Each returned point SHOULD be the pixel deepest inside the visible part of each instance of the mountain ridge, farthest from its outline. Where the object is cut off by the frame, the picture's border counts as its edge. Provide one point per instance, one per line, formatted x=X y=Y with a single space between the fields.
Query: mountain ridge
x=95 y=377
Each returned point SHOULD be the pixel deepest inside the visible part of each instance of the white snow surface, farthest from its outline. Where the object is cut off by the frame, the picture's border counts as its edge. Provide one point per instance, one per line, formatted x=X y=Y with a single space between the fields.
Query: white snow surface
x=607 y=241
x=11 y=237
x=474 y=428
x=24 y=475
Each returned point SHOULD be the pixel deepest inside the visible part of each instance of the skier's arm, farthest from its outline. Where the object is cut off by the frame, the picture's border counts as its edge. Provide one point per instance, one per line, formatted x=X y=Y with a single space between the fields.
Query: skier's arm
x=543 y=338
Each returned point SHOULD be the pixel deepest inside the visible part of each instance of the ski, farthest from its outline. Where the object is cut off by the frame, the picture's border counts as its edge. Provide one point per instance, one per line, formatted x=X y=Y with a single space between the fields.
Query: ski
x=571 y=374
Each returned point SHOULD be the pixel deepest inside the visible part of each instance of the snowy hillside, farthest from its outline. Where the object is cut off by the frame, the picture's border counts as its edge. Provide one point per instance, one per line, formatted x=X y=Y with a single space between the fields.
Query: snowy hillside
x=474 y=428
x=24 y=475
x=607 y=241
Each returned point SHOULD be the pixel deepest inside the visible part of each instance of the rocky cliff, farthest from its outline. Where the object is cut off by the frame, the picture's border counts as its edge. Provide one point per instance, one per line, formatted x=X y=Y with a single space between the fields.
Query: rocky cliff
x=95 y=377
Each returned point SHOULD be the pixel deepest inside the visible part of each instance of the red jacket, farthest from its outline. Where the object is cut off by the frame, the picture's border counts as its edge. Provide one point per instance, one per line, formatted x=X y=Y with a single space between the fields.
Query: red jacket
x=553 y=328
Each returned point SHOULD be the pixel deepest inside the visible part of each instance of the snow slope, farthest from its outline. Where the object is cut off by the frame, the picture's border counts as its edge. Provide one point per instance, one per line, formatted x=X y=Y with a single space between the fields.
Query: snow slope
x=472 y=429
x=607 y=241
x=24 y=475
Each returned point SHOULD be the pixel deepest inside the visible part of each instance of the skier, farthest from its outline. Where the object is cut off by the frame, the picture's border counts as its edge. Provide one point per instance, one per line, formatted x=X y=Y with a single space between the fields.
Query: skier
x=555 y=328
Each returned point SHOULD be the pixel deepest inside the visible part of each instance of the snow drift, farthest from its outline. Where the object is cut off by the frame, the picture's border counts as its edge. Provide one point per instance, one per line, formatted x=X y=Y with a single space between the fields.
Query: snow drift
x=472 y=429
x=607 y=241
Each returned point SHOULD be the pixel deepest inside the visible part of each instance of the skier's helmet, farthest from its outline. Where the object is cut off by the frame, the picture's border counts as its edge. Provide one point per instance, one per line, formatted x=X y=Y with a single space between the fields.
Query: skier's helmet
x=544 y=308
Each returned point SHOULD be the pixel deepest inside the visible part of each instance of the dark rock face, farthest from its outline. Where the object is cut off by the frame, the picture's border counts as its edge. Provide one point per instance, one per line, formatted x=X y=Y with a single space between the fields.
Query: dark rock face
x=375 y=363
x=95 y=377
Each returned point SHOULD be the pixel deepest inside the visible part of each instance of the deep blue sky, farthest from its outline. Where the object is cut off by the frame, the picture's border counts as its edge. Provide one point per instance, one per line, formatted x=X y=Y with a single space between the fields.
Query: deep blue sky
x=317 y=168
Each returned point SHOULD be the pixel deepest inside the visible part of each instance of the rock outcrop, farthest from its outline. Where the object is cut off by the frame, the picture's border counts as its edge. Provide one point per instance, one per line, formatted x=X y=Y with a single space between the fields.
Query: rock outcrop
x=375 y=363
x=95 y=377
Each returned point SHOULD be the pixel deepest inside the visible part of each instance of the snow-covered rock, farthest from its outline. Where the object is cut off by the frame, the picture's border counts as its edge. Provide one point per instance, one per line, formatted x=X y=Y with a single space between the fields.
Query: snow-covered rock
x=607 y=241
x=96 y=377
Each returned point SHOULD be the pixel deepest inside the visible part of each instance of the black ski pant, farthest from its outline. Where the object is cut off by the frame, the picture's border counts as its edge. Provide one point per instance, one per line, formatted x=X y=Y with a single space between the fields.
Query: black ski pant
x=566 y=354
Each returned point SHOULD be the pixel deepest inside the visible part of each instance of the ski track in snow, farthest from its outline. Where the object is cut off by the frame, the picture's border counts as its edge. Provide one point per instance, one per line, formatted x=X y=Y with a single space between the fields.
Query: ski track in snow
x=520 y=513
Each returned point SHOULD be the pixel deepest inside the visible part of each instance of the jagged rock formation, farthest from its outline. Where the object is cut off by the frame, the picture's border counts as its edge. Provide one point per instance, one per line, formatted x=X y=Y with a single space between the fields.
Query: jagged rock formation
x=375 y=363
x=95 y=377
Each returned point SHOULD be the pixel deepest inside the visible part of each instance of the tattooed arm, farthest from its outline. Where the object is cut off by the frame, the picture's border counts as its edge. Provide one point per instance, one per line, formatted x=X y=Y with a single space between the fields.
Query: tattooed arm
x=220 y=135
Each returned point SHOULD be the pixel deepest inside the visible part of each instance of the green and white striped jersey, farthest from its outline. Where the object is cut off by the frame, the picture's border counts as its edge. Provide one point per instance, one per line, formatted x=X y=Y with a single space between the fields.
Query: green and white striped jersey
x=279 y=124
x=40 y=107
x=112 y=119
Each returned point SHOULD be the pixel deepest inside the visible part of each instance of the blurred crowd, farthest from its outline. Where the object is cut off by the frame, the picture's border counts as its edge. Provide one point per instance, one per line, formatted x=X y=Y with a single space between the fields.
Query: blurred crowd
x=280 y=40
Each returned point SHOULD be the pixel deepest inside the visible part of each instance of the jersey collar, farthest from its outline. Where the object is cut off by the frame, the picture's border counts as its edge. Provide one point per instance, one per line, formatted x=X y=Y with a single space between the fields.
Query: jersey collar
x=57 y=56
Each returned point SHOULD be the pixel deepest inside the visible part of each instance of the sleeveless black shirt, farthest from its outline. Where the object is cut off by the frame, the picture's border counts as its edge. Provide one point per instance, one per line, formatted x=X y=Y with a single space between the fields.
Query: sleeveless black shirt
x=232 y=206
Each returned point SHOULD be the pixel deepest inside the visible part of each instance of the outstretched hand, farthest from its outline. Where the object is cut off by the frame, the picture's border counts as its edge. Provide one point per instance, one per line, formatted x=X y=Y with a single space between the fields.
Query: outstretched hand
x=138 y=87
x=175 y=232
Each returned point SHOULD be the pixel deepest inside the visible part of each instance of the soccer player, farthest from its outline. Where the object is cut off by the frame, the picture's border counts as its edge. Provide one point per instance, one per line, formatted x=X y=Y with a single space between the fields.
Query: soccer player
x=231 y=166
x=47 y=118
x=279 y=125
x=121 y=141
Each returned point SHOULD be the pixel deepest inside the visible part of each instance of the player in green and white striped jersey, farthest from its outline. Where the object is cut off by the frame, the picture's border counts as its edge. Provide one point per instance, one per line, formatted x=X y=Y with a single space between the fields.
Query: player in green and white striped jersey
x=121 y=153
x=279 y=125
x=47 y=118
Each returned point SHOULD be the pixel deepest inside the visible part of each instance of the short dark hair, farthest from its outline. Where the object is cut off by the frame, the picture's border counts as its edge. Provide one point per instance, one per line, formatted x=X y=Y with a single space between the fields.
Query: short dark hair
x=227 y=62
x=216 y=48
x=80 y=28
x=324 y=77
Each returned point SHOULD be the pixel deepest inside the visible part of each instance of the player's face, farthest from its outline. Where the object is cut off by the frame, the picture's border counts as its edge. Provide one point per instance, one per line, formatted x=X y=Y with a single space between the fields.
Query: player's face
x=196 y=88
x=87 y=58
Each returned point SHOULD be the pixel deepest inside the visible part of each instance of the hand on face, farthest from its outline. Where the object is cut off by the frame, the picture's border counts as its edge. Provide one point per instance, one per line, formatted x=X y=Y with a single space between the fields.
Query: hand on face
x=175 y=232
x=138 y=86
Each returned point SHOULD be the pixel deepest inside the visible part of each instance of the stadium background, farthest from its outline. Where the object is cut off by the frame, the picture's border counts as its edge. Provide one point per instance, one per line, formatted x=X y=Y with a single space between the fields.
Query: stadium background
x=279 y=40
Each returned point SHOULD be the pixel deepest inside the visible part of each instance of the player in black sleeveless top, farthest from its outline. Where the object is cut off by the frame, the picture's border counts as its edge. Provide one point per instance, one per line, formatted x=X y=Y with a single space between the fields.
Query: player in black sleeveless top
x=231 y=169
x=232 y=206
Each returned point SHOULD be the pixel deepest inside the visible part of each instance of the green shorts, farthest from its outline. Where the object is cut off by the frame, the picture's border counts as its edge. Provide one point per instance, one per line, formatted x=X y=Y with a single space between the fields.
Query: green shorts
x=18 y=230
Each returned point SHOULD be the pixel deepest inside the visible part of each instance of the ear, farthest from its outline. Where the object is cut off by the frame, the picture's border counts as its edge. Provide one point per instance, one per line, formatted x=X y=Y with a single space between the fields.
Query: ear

→ **INSTRUCTIONS FOR THE TASK**
Write down, word for word, the lines above from the one containing "Query: player in green" through the one containing "green shorts, farthest", both ends included.

→ **EXPECTED OUTPUT**
Query: player in green and white striped jersey
x=121 y=153
x=279 y=125
x=47 y=118
Each returned point SHOULD be the pixel deepest inside the visible part of each instance of the short dark hair, farthest from its outline. Where the object is cut off by the frame, the picture's border counts as its edge. Provide one point per instance, one per line, formatted x=X y=Y with a single space between the fields.
Query: short dark hair
x=227 y=62
x=216 y=48
x=80 y=28
x=324 y=77
Each returned point SHOULD be the pixel deepest inside the visible part of each instance of the player's face, farthest from its outline. Where the object is cut off by the frame, the picture's border counts as its edge. Provide one point per instance, one per line, formatted x=X y=Y with a single space between the fields.
Query: player's face
x=196 y=88
x=87 y=58
Each returned point SHOULD be the pixel deepest inside the visible part of each instance of the hand on face, farthest from its outline. Where the object is cut off by the frame, the picture's border counts as its edge. Provide one point per instance, one per line, formatted x=X y=Y with a single space between the fields.
Query: hand on face
x=175 y=232
x=138 y=86
Each returned point SHOULD be the pixel deepest inside the visible part of each instance of the stadium background, farthest from its outline. Where the object is cut off by the frame, the picture's border counts as its edge. Provide one point per instance, one per line, formatted x=X y=Y with a single space between the fields.
Query: stadium background
x=279 y=40
Each returned point SHOULD be the pixel deepest inside the visible part of each instance of the player in black sleeveless top, farthest from its outline. Where the object is cut off by the frame, the picture's border counts as its edge. Provide one point per instance, one per line, formatted x=X y=Y with a single space between the fields.
Query: player in black sleeveless top
x=231 y=169
x=232 y=206
Each returned point SHOULD be the pixel deepest inside the visible part of each instance of the green shorts, farthest from its outline. Where the object is cut off by the frame, the picture's border counts as its edge. Provide one point per instance, one per line, formatted x=X y=Y with a single space between the fields.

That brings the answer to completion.